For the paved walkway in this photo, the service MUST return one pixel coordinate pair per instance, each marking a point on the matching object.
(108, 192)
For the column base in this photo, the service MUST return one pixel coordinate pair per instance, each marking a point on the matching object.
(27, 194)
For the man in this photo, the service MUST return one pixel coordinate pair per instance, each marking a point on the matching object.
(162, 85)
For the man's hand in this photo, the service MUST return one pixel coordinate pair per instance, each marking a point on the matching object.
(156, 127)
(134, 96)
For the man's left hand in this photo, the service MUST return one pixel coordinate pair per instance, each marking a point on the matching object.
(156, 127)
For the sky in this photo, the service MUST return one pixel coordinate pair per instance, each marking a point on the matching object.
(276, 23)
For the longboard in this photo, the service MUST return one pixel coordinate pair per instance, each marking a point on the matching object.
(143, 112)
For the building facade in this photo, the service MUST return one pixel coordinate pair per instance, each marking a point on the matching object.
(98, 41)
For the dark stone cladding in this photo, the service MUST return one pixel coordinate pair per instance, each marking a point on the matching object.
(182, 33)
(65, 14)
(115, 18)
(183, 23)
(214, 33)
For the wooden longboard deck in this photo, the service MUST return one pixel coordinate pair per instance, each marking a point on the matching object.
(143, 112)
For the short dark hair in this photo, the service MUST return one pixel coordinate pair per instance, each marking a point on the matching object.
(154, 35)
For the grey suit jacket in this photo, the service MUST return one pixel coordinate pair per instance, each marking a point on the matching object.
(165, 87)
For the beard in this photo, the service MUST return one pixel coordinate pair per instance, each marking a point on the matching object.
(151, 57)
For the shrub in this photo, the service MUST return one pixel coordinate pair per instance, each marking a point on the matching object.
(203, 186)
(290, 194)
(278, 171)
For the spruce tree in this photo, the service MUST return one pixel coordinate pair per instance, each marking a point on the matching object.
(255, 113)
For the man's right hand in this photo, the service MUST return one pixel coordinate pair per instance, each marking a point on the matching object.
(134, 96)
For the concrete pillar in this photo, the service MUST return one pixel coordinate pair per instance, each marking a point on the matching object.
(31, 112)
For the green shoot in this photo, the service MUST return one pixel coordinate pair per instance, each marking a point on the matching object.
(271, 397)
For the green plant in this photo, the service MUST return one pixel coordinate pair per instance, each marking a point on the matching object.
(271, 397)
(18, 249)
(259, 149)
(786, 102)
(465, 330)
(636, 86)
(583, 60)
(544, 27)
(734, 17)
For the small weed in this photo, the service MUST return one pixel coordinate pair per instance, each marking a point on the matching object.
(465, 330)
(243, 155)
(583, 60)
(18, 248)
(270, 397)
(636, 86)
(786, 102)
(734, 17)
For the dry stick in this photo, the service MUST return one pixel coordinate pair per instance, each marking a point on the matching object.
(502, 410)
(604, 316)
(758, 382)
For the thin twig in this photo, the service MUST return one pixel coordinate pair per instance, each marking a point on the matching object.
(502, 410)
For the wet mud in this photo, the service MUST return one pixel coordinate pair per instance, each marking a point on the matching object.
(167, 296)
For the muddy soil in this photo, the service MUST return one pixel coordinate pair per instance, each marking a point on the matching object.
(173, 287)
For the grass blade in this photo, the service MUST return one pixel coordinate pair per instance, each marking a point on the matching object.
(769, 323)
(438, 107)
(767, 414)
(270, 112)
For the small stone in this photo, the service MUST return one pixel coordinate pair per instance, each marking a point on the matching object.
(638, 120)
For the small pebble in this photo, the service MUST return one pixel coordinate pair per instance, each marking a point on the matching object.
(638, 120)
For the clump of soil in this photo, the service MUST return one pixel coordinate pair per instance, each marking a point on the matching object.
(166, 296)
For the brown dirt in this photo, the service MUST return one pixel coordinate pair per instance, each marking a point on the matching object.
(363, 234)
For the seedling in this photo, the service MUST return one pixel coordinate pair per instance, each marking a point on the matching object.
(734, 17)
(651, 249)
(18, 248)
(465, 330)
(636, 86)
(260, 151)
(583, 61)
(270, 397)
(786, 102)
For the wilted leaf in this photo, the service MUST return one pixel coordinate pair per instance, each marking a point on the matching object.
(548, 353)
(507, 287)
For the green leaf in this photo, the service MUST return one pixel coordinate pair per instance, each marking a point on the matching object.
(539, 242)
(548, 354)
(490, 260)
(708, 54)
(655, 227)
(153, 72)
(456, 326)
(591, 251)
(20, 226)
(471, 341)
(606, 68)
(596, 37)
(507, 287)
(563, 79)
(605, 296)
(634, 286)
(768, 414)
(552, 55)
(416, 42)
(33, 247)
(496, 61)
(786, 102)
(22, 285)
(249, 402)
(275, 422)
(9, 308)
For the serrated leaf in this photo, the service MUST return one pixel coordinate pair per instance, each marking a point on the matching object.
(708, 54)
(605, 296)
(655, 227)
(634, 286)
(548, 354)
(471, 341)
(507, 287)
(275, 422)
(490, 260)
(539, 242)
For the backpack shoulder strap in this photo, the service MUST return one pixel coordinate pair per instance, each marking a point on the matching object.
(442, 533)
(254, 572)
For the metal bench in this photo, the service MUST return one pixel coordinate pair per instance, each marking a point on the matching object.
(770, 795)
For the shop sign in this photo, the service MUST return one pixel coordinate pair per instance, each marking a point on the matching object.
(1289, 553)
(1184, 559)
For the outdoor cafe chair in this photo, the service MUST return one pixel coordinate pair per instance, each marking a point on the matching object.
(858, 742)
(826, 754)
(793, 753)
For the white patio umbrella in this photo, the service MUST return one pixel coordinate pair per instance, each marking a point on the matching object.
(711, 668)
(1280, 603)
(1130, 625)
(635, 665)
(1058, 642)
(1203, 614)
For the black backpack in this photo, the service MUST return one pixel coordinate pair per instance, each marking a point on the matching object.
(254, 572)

--------

YOUR INSTRUCTIONS ▸
Output the records once more, exactly as they stand.

RESPONSE ▸
For the paved walkway in this photo, the service MUST return one pixel coordinate pair per instance, each marking a point on the matching object.
(108, 192)
For the column base in this photo, the service MUST return one pixel coordinate pair per instance, each marking a point on the matching object.
(27, 194)
For the man in this photo, the service MUST return one pixel coordinate pair per instance, each marking a point on the matching object.
(162, 85)
For the man's hand in this photo, the service MUST return one pixel coordinate pair per instance, each marking a point on the matching object.
(156, 127)
(134, 96)
For the man's left hand in this photo, the service MUST return one pixel coordinate pair per instance, each marking a point on the matching object.
(156, 127)
For the sky in this photo, the service MUST return one pixel coordinate pair per instance, each marking a point on the matching object.
(276, 23)
For the longboard in this photo, the service MUST return one pixel coordinate pair per instance, each marking a point on the matching object.
(143, 112)
For the building facade in this photo, the service MUST return one pixel coordinate pair per instance, each marking a point on the matching object.
(98, 41)
For the dark stone cladding in this photo, the service MUST return one pixel coordinate pair per instance, each marking a point on the matching object.
(182, 33)
(65, 14)
(115, 18)
(183, 23)
(214, 33)
For the wooden longboard deck in this photo, the service MUST return one pixel coordinate pair per instance, each marking a point on the matching object.
(143, 112)
For the short dark hair in this photo, the service MUST return one pixel coordinate pair per instance, each marking a point on the matching object.
(154, 35)
For the grey suit jacket in this photo, the service MUST return one pixel coordinate pair per instance, each marking a point on the matching object.
(165, 87)
For the beard in this photo, the service MUST return one pixel coordinate pair per instance, each marking a point on the matching object.
(151, 57)
For the shrub in this photo, the service MUST return one pixel coordinate pair per instance, each marking a point on the matching object.
(203, 186)
(290, 194)
(278, 171)
For the spruce tree in this photo, the service MUST return one pixel coordinate pair per instance, each marking a point on the matching object.
(255, 113)
For the man's right hand in this photo, the service MUST return one pixel coordinate pair per instance, each marking a point on the matching object.
(134, 96)
For the concrete pillar in this photo, the service MUST return one pixel coordinate pair per instance, each marking a point on the matching object.
(31, 112)
For the green shoot in this photo, the service MUST return one pixel coordinate pair per instance, each marking a point on the matching object.
(271, 397)
For the green plant in this photo, the service MUST return one pixel coordinate pair per instance, each marking a point on the matching object.
(271, 397)
(18, 249)
(259, 149)
(786, 102)
(465, 330)
(636, 86)
(583, 60)
(544, 27)
(734, 17)
For the small weed in this photo, the service MUST return one pixel coordinate pair per instance, each marking a point on the matching object.
(465, 330)
(243, 155)
(583, 60)
(18, 248)
(270, 397)
(636, 86)
(786, 102)
(734, 17)
For the dry stick in this photo, the service MUST return one pixel coordinate pair per instance, each marking a point on the matching object.
(502, 410)
(604, 316)
(758, 382)
For the thin twig in this photo, the service MUST return one pixel coordinate pair per instance, each marking a point on the matching object.
(502, 410)
For the wet mud in this photo, the service MUST return one pixel coordinate pair per instance, each marking a point on the matching object.
(167, 296)
For the muddy soil in this photo, the service MUST return one pixel coordinate pair per instance, each marking a point on the matching object.
(173, 287)
For the grass blade in this photo, the service MUST return one pixel coordinate pair per instance, each marking a point on the matching object.
(769, 323)
(438, 107)
(767, 414)
(270, 112)
For the small stone in this photo, the service MUST return one pixel coordinate pair per instance, each marking a point on the matching object.
(638, 120)
For the small pebble in this photo, the service MUST return one pixel coordinate pair per instance, each marking a point on the matching object.
(638, 120)
For the clump of soil in this photo, the service MUST return one pixel coordinate pair per instance, each marking a point on the matching object.
(166, 296)
For the brown dirt in this photo, the service MUST return one pixel coordinate pair per instance, each marking a point on the matching object.
(363, 234)
For the seedling in this photo, the service MUST return one pixel coordinate pair per instance, each marking a point on the matching object.
(734, 17)
(651, 249)
(18, 248)
(465, 330)
(636, 86)
(260, 151)
(583, 61)
(270, 397)
(786, 102)
For the wilted leaf in this photo, the service MUST return one pixel coordinate pair per instance, each marking a point on the matching object.
(548, 353)
(507, 287)
For the green leaf in this photo, the service MUST return one pixel coordinate pair per instance, each marking a point on the matching object.
(539, 242)
(548, 354)
(490, 260)
(708, 54)
(655, 227)
(153, 72)
(456, 326)
(591, 251)
(20, 226)
(471, 341)
(606, 68)
(596, 37)
(507, 287)
(563, 79)
(605, 296)
(634, 286)
(768, 414)
(552, 55)
(416, 42)
(33, 247)
(496, 61)
(786, 102)
(22, 285)
(249, 402)
(275, 422)
(9, 308)
For the serrated leaf in this photo, the service MUST return one pixel coordinate pair per instance, each marking a point on the matching object.
(708, 54)
(605, 296)
(655, 227)
(634, 286)
(548, 354)
(471, 341)
(507, 287)
(275, 422)
(490, 260)
(539, 242)
For the backpack shoulder strap in this photo, the service MUST return one pixel coordinate pair per instance, each marking a point on the matching object.
(442, 533)
(254, 572)
For the metal bench in this photo, the service MUST return one pixel coordinate pair per instance, each marking a point on the matching object.
(770, 795)
For the shop sign in this photo, the service MUST return one pixel coordinate pair per instance, each marking a point on the matching object.
(1289, 553)
(1184, 559)
For the outdoor cafe chair in this photo, the service MUST return one pixel coordinate pair per instance, each marking a point on the matching object.
(858, 742)
(826, 754)
(793, 753)
For the white patio umbrella in this photo, the service MUST return one pixel coordinate pair per instance, each marking a point on the matching object.
(711, 668)
(1280, 603)
(1130, 625)
(635, 665)
(1058, 642)
(1203, 614)
For the black backpack in this photo, the service MUST return one pixel coordinate pair per instance, each marking a point on the matching object.
(254, 572)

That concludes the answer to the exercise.